[Pointing and labeling entries]
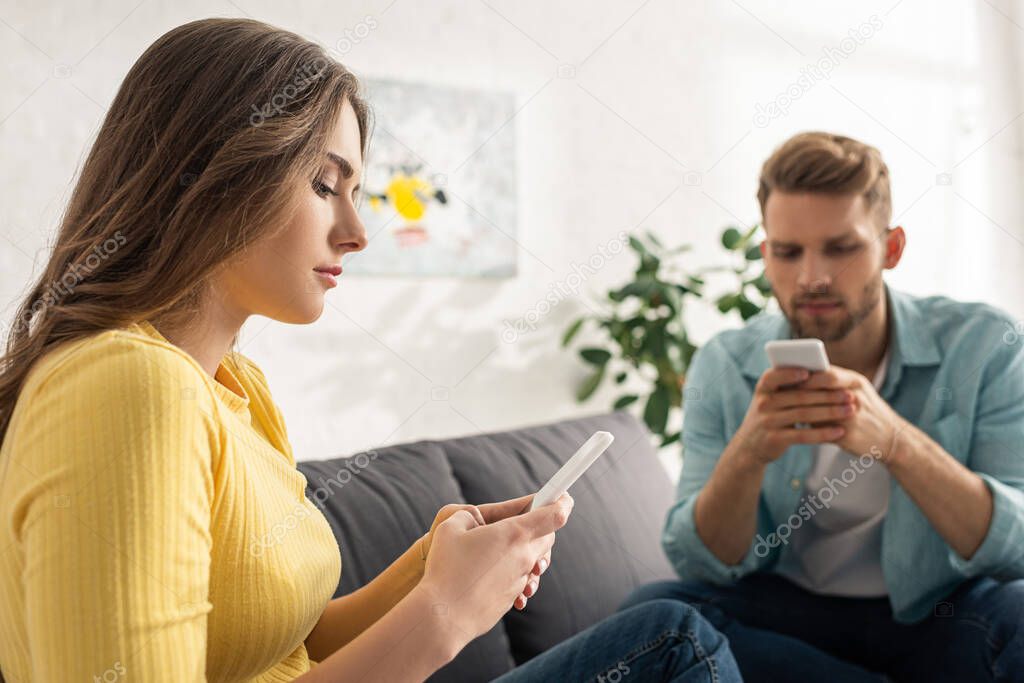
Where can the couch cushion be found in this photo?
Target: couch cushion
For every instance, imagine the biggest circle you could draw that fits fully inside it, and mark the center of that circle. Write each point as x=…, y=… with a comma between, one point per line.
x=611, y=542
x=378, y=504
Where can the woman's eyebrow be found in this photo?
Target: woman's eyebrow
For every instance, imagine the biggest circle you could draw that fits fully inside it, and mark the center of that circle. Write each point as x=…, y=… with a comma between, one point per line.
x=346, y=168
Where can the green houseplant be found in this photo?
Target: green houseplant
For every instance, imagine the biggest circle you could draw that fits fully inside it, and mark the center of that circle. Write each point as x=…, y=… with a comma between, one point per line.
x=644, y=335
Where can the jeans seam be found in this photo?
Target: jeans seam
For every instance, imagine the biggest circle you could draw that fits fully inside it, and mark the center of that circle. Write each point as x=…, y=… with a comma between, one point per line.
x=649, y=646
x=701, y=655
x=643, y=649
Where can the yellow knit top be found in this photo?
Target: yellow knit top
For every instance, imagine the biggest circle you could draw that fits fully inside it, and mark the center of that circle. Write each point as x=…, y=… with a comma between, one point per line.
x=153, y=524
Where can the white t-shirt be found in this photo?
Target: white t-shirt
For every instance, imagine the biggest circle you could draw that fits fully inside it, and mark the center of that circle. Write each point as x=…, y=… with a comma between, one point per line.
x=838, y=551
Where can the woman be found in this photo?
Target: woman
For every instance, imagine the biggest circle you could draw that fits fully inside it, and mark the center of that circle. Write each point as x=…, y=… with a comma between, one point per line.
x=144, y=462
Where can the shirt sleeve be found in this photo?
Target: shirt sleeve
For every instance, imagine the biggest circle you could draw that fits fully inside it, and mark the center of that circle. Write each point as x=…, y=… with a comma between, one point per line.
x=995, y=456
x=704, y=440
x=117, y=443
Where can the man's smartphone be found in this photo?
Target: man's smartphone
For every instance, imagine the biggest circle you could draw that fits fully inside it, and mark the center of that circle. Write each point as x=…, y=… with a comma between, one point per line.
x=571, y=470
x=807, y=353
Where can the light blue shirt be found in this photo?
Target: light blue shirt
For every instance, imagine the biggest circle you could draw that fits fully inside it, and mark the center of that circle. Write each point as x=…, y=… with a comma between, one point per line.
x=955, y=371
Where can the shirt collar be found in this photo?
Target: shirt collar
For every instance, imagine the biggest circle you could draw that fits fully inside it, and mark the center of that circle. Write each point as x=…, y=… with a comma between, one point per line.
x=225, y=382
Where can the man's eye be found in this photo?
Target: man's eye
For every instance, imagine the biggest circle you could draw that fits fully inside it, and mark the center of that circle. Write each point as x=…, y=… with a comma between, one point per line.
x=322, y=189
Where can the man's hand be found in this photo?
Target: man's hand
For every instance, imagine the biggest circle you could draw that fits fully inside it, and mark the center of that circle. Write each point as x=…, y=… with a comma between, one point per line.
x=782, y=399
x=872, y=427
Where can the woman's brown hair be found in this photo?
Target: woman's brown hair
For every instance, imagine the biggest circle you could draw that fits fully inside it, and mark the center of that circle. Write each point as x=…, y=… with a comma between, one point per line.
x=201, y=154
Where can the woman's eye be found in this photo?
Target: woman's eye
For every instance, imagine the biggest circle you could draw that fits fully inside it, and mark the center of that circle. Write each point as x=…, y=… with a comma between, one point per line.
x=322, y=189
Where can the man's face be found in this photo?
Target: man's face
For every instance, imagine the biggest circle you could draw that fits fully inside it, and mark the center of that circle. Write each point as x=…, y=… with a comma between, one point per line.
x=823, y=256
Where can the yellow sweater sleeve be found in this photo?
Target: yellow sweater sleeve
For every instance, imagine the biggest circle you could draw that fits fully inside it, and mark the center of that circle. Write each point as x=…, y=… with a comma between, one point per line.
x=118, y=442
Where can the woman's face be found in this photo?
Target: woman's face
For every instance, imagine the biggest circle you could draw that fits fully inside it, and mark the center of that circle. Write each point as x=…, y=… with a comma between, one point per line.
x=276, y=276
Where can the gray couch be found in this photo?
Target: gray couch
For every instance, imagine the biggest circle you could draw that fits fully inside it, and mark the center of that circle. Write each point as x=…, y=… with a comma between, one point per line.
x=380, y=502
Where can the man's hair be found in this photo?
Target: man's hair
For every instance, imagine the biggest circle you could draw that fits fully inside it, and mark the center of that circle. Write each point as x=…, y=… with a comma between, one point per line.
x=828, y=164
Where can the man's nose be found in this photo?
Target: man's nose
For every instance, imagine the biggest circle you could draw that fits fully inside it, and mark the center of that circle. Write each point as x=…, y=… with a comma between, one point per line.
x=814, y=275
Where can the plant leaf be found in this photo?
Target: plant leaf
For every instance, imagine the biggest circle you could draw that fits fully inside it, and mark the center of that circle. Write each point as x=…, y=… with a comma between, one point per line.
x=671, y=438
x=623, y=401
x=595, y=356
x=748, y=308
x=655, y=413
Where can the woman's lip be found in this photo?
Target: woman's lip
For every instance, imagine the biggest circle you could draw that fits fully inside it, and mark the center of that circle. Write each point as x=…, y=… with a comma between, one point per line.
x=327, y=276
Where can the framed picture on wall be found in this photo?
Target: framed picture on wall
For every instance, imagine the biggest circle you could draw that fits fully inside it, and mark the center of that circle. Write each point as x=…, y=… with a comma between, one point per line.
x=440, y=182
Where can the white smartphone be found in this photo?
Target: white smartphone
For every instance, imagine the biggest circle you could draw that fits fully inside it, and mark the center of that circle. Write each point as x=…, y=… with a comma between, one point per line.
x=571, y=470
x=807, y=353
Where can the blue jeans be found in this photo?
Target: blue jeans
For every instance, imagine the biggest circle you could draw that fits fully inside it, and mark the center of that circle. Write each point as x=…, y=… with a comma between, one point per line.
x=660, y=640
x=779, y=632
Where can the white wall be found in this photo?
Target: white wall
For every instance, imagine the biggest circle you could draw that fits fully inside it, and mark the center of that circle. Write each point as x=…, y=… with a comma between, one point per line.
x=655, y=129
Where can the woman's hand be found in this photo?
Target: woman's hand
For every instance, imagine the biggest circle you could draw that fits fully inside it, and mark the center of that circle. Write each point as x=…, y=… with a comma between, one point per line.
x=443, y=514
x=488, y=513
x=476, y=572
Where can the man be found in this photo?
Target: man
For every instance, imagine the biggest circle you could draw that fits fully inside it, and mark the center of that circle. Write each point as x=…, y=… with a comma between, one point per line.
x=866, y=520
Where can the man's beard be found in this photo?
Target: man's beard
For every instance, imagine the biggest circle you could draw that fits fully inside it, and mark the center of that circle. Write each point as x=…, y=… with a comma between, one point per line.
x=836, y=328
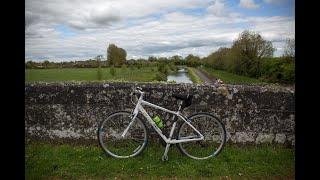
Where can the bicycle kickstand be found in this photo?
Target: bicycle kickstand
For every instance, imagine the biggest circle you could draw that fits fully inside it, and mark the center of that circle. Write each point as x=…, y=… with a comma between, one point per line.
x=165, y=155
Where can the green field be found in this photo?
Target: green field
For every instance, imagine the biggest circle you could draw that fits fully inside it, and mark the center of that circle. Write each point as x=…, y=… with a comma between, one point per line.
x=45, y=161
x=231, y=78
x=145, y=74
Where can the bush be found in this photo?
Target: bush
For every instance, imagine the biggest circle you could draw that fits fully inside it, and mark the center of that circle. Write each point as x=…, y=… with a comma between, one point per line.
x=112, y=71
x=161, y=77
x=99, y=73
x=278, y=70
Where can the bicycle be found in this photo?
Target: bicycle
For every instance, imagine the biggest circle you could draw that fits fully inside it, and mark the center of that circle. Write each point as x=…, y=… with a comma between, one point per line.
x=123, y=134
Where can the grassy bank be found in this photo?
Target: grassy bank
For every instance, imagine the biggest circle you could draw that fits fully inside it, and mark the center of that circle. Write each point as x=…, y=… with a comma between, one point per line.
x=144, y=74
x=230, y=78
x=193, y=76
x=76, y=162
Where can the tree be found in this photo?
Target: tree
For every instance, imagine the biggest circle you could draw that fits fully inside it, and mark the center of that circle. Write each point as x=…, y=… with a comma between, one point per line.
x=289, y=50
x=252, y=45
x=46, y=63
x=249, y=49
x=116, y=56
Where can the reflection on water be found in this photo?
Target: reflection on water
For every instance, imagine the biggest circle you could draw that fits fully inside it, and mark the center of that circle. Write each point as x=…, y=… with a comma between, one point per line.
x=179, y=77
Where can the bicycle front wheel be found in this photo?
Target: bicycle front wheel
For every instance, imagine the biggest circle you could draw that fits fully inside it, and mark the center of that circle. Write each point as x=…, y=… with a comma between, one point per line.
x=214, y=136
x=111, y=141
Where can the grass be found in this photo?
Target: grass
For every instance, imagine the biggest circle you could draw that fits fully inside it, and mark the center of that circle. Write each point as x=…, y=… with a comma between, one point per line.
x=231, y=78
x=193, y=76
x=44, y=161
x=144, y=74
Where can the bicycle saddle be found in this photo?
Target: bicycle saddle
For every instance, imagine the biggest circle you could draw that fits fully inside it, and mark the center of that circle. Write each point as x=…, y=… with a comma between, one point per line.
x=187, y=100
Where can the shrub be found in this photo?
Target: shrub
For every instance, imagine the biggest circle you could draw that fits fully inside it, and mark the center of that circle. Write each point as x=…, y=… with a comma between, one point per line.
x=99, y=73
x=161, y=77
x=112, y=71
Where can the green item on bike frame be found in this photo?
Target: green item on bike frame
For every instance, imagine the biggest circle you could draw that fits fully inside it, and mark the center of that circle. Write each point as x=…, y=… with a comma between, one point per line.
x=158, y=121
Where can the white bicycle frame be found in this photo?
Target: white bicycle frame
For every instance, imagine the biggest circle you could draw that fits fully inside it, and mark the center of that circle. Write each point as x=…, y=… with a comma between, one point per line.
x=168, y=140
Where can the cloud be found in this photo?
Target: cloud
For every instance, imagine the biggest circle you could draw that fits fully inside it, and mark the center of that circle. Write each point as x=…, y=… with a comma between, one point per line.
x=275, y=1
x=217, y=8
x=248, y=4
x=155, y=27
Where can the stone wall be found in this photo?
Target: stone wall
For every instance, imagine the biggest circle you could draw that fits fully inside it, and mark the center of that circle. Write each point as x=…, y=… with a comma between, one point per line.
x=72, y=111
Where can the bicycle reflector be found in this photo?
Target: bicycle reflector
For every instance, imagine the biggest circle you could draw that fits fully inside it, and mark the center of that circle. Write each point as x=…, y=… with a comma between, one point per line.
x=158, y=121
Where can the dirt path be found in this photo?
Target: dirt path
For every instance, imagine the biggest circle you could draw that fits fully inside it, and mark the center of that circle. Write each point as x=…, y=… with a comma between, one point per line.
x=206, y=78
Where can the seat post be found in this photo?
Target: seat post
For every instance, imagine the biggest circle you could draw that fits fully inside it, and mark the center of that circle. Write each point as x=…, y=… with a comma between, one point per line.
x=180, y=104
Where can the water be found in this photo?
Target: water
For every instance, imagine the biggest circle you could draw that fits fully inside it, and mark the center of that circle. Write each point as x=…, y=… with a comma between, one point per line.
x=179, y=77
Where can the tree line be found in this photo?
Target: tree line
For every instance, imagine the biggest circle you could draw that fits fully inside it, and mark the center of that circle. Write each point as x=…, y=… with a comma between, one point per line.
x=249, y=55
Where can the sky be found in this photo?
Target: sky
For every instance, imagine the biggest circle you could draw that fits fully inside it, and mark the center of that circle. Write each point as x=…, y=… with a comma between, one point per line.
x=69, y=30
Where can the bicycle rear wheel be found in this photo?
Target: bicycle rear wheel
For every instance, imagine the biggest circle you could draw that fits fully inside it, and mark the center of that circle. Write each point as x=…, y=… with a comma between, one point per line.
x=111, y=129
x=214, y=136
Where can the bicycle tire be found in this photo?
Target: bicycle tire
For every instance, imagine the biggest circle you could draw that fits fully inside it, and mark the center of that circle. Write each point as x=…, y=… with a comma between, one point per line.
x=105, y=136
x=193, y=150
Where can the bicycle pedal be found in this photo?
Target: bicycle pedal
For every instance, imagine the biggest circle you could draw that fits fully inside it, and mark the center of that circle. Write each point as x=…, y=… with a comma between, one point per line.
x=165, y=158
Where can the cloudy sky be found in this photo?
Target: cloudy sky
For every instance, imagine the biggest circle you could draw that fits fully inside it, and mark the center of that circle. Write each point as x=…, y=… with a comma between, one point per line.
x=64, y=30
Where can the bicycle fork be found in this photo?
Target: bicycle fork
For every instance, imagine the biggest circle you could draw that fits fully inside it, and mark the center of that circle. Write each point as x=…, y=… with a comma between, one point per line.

Written request: Could you reproduce, word for word, the lines of the data between the one containing "Where can the man's hair" and the one containing "x=814, y=275", inclusive?

Task result:
Where can the man's hair be found in this photo?
Target: man's hair
For every instance, imagine the biggest circle you could draw that fits fully inside it, and mark the center of that circle. Write each point as x=…, y=… with a comma between, one point per line.
x=828, y=164
Where can the man's nose be found in this photo?
Target: man's nose
For every instance, imagine the biggest circle you could draw that fits fully inside it, and mark the center of that circle. Write each point as x=…, y=… with a comma between, one point per line.
x=814, y=275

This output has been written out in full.